# Looking for a long-term [closed)



## Kamenriderfire (May 4, 2021)

I’m looking for someone who can RP preferably on Discord relatively regularly. It doesn’t have to be all the time but enough where we could get several posts in a day. Looking for someone who is open minded to all different types of role-play ideas. Someone who doesn’t mind a little give-and-take when it comes to what happens in the role-play. Someone who is willing to invest in what we are doing. If this sounds like you send me a personal message. I am in the US and my time zone is central time so take that into consideration.


----------



## NovaSwiftBrony (May 5, 2021)

Kamenriderfire said:


> I’m looking for someone who can RP preferably on Discord relatively regularly. It doesn’t have to be all the time but enough where we could get several posts in a day. Looking for someone who is open minded to all different types of role-play ideas. Someone who doesn’t mind a little give-and-take when it comes to what happens in the role-play. Someone who is willing to invest in what we are doing. If this sounds like you send me a personal message. I am in the US and my time zone is central time so take that into consideration.


I can play a female for you. I have no problem against it and I prefer discord as well. Feel free to add me and I'll get to you in the morning!

NovaTheLucario#6590


----------



## Gayle (Mar 23, 2022)

I may be interested depending on what you're looking for plot wise. ^.^


----------

• Task set
a – According to the forum thread, what time zone is Kamenriderfire in?
b – Print the part of the forum thread between "## Kamenriderfire (May" and "(May 5, 2021)", inclusive.

• Information shown
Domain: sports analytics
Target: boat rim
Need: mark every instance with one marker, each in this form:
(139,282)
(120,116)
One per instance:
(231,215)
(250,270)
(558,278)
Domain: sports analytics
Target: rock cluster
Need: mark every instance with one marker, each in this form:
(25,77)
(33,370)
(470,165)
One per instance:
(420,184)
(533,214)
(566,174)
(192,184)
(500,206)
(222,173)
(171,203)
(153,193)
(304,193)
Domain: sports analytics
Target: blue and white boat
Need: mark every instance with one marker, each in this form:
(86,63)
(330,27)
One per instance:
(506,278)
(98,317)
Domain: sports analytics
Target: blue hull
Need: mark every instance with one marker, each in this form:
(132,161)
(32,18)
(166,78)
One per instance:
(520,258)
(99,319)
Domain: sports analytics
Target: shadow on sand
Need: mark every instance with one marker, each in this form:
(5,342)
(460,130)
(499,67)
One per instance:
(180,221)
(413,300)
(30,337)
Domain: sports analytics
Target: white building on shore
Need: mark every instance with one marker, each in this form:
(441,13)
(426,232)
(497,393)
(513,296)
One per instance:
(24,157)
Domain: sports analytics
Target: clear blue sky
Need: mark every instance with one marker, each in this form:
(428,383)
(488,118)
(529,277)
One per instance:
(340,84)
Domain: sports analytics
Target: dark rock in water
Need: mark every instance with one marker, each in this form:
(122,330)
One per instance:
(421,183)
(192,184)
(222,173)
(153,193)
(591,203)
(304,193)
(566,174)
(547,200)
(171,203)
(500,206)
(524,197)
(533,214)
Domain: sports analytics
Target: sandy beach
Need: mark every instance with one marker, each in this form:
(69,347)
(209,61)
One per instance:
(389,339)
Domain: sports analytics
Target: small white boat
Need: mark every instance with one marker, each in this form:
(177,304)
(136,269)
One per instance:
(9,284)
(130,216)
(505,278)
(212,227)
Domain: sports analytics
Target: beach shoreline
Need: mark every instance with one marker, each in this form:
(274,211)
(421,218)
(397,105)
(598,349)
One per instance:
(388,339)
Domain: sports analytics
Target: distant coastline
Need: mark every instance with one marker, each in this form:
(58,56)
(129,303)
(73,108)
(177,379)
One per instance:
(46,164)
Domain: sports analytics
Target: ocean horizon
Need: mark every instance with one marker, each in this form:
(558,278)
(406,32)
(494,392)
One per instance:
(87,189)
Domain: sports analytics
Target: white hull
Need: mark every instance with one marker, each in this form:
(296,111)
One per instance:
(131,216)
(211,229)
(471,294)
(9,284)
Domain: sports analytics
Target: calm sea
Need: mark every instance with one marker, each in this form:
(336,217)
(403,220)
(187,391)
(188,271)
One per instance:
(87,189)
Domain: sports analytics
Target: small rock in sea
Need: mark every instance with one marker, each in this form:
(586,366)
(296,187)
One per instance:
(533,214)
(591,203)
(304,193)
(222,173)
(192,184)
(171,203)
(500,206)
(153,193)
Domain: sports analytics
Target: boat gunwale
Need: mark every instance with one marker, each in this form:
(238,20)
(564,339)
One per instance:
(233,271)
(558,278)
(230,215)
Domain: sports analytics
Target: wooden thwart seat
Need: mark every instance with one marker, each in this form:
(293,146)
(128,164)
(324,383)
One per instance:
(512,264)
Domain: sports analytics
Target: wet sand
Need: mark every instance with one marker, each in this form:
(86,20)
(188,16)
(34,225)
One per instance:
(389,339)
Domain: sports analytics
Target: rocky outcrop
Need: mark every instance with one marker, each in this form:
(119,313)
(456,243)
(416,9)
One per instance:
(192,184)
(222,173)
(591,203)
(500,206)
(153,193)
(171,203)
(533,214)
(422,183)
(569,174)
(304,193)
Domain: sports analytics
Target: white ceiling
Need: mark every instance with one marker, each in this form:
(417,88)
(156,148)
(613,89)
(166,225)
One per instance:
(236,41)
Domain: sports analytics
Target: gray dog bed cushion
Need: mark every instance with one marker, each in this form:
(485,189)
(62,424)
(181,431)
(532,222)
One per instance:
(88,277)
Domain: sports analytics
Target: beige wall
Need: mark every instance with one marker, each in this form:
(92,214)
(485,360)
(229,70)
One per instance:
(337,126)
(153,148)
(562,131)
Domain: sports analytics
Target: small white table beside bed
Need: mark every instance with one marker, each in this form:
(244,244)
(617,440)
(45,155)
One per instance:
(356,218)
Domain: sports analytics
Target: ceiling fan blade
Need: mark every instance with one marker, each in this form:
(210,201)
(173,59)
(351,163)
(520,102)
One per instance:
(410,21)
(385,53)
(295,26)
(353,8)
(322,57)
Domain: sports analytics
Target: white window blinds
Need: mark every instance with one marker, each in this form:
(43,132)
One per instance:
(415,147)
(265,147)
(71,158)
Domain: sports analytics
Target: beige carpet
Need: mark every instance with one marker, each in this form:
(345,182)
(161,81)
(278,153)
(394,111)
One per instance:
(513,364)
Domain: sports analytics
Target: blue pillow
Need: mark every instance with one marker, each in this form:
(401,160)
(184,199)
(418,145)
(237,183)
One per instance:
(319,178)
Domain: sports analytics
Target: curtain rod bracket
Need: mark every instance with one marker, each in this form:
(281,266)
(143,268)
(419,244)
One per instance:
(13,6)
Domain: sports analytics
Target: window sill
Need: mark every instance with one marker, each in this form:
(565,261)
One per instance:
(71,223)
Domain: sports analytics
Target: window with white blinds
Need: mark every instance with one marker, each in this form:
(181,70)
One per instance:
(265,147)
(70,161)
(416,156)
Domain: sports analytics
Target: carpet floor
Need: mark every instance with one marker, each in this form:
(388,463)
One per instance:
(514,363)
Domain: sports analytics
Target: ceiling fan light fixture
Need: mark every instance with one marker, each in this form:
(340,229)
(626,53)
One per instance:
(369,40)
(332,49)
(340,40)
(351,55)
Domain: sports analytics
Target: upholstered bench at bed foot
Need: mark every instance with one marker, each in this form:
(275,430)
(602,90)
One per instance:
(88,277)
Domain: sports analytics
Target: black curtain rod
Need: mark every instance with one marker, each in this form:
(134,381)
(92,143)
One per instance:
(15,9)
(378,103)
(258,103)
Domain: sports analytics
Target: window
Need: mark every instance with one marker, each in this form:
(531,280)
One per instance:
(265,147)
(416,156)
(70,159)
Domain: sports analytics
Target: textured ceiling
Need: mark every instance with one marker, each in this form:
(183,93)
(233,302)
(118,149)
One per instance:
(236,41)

• Solution list
a – Central time, in the US.

b –
## Kamenriderfire (May 4, 2021)

I’m looking for someone who can RP preferably on Discord relatively regularly. It doesn’t have to be all the time but enough where we could get several posts in a day. Looking for someone who is open minded to all different types of role-play ideas. Someone who doesn’t mind a little give-and-take when it comes to what happens in the role-play. Someone who is willing to invest in what we are doing. If this sounds like you send me a personal message. I am in the US and my time zone is central time so take that into consideration.


----------



## NovaSwiftBrony (May 5, 2021)